═════ TASK INPUTS ═════

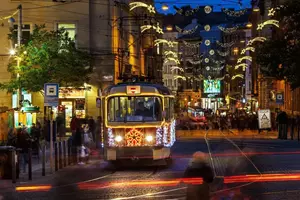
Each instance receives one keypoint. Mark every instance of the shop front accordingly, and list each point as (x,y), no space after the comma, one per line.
(72,102)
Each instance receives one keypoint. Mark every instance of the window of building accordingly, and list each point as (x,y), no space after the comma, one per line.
(70,28)
(26,31)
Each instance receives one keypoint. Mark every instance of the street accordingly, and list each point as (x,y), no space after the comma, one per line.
(274,163)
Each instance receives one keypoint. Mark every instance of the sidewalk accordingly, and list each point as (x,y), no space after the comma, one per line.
(232,133)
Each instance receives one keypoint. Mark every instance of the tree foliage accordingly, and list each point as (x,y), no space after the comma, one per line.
(280,56)
(48,57)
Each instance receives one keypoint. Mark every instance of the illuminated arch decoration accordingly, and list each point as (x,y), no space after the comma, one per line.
(163,41)
(147,27)
(233,13)
(192,45)
(172,59)
(249,58)
(188,12)
(257,39)
(224,54)
(186,31)
(134,138)
(237,76)
(247,49)
(243,65)
(228,30)
(176,67)
(179,77)
(172,53)
(225,45)
(268,22)
(134,5)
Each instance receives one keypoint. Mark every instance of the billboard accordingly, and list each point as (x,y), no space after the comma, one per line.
(212,86)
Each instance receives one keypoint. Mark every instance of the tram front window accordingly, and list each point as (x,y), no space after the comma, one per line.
(134,109)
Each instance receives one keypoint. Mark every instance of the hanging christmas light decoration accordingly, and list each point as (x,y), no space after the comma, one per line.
(156,28)
(237,76)
(163,41)
(207,9)
(228,30)
(225,45)
(268,22)
(249,58)
(176,67)
(247,49)
(134,138)
(224,54)
(207,42)
(192,45)
(134,5)
(207,27)
(243,65)
(172,53)
(172,59)
(257,39)
(178,76)
(186,31)
(188,12)
(233,13)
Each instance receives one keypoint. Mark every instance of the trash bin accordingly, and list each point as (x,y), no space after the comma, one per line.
(6,162)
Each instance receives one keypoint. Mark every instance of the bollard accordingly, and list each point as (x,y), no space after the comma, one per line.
(29,164)
(43,160)
(65,152)
(56,156)
(13,164)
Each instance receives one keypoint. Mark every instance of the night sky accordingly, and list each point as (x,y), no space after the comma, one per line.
(217,4)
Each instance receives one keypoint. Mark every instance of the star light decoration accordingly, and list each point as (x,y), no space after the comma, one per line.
(172,59)
(176,67)
(245,58)
(268,22)
(172,53)
(243,65)
(247,49)
(178,76)
(257,39)
(237,76)
(134,5)
(163,41)
(134,138)
(147,27)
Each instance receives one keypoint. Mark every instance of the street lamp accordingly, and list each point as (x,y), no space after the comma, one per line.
(165,7)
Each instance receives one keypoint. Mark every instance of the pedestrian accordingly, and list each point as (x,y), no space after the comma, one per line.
(199,168)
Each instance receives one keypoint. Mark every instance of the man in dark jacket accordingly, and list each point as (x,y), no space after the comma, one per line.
(198,168)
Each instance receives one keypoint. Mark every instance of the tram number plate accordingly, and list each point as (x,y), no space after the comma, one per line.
(136,89)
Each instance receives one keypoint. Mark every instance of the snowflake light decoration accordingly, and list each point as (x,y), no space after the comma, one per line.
(134,138)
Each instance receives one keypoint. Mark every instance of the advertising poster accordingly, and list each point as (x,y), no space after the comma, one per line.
(264,119)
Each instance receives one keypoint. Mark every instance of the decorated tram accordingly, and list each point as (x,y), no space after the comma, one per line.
(138,121)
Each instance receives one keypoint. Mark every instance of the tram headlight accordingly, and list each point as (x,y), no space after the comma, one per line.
(118,138)
(149,138)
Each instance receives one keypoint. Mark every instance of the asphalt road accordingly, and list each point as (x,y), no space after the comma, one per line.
(277,160)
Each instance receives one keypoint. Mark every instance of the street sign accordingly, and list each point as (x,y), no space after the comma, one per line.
(264,119)
(51,94)
(279,98)
(98,102)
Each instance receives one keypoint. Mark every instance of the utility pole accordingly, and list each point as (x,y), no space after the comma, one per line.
(18,59)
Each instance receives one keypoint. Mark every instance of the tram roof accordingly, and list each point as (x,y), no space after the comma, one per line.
(145,87)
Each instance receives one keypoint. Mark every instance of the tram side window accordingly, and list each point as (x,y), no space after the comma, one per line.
(167,108)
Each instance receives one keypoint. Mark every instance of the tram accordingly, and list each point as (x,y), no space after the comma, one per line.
(138,121)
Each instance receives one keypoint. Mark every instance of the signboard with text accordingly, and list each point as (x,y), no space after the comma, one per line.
(264,119)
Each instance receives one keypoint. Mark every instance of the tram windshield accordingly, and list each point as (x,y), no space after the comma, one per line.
(134,109)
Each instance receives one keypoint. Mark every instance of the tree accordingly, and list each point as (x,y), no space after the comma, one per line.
(279,57)
(48,57)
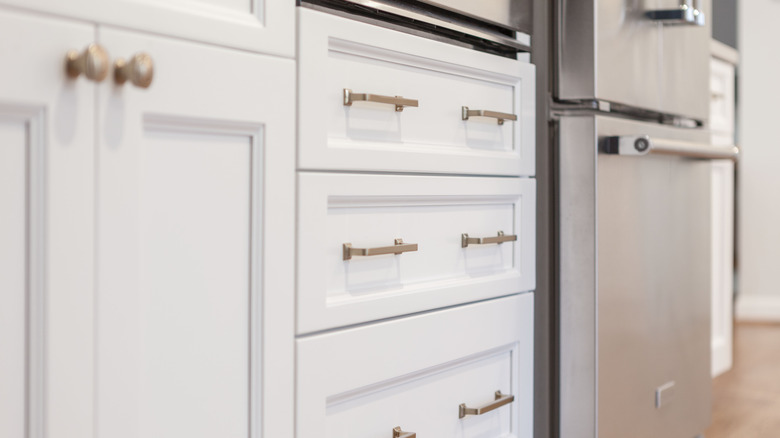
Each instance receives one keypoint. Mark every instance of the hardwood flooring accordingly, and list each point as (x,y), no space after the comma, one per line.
(746,399)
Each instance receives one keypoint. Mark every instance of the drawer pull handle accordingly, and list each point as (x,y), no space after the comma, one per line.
(465,240)
(465,113)
(501,400)
(398,248)
(398,433)
(398,101)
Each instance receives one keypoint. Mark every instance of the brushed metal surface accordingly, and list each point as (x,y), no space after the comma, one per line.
(512,14)
(634,276)
(609,50)
(577,360)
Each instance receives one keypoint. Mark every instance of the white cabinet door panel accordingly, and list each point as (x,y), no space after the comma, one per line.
(13,281)
(189,316)
(337,53)
(369,211)
(415,372)
(46,244)
(722,265)
(266,26)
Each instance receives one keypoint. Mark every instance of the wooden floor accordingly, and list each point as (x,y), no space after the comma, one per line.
(746,400)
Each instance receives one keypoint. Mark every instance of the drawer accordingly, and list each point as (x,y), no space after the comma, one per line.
(722,97)
(433,212)
(337,53)
(415,373)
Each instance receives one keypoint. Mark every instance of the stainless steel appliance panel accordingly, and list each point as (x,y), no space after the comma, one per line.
(610,50)
(511,14)
(685,66)
(635,283)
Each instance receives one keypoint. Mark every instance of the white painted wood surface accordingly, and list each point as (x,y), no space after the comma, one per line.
(722,103)
(337,53)
(195,223)
(722,227)
(374,210)
(266,26)
(46,226)
(415,372)
(722,128)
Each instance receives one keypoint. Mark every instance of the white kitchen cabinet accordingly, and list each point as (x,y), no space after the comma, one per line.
(46,230)
(415,372)
(431,213)
(266,26)
(722,128)
(195,210)
(146,247)
(337,54)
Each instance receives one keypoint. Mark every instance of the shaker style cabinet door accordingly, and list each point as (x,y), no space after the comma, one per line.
(46,223)
(266,26)
(195,204)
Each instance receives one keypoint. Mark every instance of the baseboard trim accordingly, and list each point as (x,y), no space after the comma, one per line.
(758,308)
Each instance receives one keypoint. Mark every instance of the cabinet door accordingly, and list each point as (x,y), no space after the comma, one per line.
(46,222)
(195,228)
(266,26)
(722,231)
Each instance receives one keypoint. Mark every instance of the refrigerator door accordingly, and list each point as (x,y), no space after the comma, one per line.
(621,51)
(634,283)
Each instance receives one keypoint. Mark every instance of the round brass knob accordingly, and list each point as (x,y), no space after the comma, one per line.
(92,63)
(139,70)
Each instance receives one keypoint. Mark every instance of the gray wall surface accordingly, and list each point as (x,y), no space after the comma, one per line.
(724,21)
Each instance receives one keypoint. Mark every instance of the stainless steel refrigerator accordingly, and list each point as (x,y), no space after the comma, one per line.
(631,102)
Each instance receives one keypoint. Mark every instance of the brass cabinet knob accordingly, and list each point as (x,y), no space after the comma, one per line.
(139,70)
(92,63)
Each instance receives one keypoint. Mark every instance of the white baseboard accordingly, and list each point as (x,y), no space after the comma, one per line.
(758,308)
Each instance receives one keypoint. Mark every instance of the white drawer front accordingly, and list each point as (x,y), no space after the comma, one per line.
(415,372)
(722,97)
(370,211)
(337,53)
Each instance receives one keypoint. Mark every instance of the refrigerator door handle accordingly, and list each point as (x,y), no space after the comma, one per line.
(643,145)
(686,14)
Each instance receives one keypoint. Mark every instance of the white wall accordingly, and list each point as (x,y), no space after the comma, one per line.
(759,167)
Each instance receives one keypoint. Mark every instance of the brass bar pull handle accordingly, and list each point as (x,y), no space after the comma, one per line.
(465,113)
(465,240)
(398,101)
(398,433)
(398,248)
(501,400)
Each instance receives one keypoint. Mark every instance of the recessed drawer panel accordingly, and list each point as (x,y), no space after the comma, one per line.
(434,266)
(404,110)
(416,372)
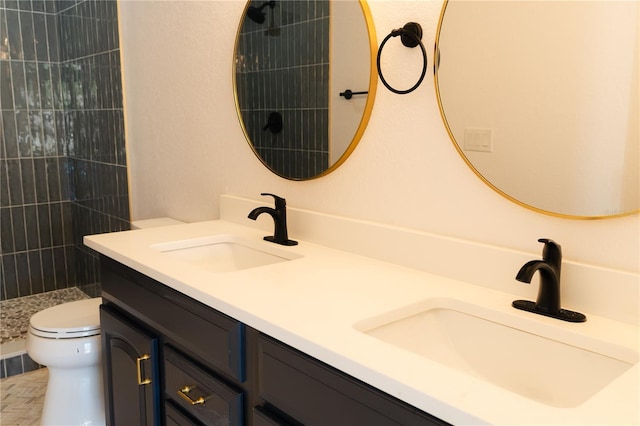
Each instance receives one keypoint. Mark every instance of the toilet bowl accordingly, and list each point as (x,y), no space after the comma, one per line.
(66,339)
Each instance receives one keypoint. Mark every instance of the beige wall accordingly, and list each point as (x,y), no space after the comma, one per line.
(186,146)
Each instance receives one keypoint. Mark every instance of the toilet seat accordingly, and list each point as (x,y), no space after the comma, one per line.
(68,320)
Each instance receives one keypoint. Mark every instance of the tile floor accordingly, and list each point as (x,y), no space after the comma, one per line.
(22,398)
(15,313)
(22,395)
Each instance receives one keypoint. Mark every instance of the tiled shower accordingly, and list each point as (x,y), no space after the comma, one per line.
(62,155)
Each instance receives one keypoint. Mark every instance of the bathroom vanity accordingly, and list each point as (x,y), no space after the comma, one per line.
(170,357)
(318,334)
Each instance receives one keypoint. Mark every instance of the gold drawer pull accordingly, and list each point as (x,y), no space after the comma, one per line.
(184,393)
(141,380)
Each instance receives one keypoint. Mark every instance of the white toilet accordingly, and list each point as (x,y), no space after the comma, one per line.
(66,339)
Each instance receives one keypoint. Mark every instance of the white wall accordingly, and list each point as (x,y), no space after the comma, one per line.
(186,146)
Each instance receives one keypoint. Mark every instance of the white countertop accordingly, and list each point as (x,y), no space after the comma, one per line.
(312,304)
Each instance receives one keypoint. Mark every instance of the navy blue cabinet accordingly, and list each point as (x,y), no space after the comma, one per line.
(205,368)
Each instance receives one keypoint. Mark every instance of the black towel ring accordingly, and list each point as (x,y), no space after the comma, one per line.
(411,36)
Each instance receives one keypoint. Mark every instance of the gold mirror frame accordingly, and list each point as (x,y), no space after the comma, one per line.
(371,88)
(473,167)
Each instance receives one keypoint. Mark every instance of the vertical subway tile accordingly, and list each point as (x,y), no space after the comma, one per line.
(48,271)
(52,37)
(10,134)
(26,30)
(6,239)
(6,92)
(31,227)
(4,184)
(44,225)
(23,133)
(10,275)
(4,35)
(64,172)
(67,222)
(40,36)
(32,85)
(35,272)
(28,181)
(50,143)
(15,38)
(46,92)
(37,133)
(24,5)
(70,267)
(57,224)
(19,85)
(22,274)
(40,173)
(15,183)
(39,5)
(60,267)
(53,181)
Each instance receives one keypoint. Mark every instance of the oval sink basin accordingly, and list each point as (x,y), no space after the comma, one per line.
(559,369)
(224,253)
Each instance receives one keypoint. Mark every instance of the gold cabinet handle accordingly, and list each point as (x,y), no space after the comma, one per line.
(141,380)
(184,393)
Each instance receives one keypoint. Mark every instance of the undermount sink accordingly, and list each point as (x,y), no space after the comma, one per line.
(224,253)
(537,361)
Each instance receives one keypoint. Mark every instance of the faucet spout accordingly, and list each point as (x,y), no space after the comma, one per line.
(549,291)
(279,215)
(548,301)
(253,214)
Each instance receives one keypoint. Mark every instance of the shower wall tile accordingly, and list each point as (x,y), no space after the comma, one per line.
(62,125)
(291,69)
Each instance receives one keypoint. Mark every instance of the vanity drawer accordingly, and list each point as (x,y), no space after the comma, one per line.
(211,337)
(175,417)
(199,393)
(315,393)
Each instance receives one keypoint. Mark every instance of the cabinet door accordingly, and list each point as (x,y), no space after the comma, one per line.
(130,357)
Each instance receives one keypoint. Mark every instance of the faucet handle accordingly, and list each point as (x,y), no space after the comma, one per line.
(279,201)
(552,251)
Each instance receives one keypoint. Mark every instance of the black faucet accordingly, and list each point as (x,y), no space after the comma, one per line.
(548,302)
(279,215)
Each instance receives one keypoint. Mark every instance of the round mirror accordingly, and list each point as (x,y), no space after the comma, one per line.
(304,82)
(541,100)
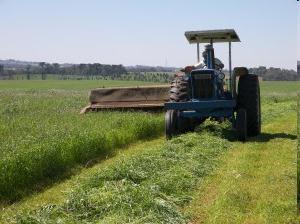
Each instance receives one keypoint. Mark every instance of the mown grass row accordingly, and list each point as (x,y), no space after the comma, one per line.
(153,186)
(149,187)
(43,136)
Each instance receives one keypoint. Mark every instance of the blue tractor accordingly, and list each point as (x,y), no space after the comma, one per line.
(199,92)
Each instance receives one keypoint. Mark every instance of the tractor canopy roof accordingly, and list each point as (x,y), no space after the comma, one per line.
(209,36)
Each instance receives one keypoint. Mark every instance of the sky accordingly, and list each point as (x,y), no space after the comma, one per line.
(132,32)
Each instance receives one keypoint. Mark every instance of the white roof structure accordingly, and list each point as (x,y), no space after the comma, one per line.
(216,36)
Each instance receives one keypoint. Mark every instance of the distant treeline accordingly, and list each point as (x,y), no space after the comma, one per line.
(275,74)
(119,72)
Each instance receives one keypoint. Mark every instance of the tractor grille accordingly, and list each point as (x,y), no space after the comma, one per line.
(203,86)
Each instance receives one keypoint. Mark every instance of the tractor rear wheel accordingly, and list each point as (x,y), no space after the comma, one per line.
(248,98)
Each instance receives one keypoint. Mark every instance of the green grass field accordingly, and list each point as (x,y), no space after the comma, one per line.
(43,135)
(202,177)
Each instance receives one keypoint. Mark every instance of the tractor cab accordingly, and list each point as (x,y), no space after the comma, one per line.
(207,82)
(200,93)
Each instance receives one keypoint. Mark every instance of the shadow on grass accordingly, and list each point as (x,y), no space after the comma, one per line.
(228,133)
(265,137)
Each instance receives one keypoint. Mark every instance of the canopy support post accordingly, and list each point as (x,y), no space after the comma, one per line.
(198,53)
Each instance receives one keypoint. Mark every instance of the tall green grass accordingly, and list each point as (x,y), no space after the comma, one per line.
(153,186)
(43,136)
(149,187)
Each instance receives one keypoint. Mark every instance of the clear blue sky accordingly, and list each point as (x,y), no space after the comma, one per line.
(134,32)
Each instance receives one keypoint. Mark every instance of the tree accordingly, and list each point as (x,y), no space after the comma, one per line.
(56,67)
(28,68)
(42,67)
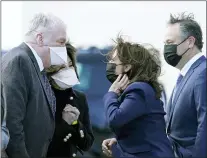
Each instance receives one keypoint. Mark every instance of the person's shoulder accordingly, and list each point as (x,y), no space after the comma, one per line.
(79,94)
(143,86)
(15,55)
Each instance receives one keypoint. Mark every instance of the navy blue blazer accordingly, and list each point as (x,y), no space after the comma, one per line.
(137,119)
(186,116)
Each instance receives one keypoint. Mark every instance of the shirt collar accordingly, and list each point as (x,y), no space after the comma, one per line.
(39,60)
(187,66)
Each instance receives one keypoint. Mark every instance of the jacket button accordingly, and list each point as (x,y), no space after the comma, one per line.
(65,139)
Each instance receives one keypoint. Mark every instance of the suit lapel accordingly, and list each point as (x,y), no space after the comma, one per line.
(28,50)
(180,88)
(168,109)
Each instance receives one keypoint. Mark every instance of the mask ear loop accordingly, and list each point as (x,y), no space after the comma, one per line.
(181,43)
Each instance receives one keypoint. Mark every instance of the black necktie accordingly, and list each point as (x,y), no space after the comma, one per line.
(49,92)
(180,77)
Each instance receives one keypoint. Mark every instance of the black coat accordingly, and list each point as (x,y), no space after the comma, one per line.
(59,148)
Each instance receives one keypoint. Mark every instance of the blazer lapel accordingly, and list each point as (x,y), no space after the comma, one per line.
(180,88)
(169,110)
(37,71)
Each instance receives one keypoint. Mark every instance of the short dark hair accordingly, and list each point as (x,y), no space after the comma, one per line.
(188,27)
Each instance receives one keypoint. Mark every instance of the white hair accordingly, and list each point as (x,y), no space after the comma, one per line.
(43,23)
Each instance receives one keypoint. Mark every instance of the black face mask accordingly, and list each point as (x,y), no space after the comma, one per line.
(110,72)
(170,53)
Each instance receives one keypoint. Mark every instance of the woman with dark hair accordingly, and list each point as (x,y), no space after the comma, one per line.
(133,107)
(73,131)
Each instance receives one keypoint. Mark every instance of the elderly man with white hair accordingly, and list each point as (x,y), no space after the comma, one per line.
(27,94)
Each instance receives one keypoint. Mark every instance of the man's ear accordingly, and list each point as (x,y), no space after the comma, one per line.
(191,41)
(127,67)
(39,39)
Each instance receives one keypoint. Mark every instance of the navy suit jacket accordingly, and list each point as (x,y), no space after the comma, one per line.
(186,116)
(137,119)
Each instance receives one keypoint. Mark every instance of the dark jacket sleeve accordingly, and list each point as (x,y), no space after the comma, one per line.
(120,113)
(200,100)
(63,129)
(86,142)
(14,89)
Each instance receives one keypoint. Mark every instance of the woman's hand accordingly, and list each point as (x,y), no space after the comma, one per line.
(106,146)
(120,84)
(70,114)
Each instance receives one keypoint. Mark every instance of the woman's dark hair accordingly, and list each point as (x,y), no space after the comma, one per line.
(145,63)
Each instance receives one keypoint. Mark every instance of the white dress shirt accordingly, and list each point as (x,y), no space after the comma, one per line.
(39,60)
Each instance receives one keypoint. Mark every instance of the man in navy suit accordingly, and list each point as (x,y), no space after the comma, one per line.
(186,110)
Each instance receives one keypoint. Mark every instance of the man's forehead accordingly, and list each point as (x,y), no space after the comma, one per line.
(60,34)
(172,32)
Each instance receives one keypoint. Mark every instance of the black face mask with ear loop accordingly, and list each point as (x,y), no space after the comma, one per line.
(111,72)
(170,53)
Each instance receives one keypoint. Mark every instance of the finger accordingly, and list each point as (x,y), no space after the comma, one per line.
(118,78)
(106,153)
(105,144)
(123,78)
(68,106)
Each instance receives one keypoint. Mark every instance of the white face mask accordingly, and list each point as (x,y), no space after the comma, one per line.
(58,55)
(66,78)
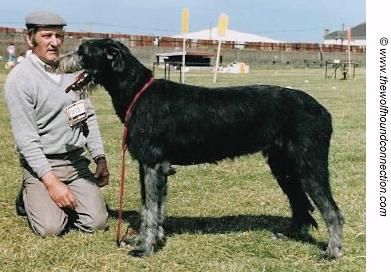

═════

Copy the records word for word, from the line containing "the white face" through the end of the records, including both ends, and leave the pictures out of the answer.

#### [WORKED SOLUTION]
Each instance receives one keypoint. Mark every instance of the white face mask accordingly, and list each point as (x,y), no space after the comma, one per line.
(58,55)
(66,78)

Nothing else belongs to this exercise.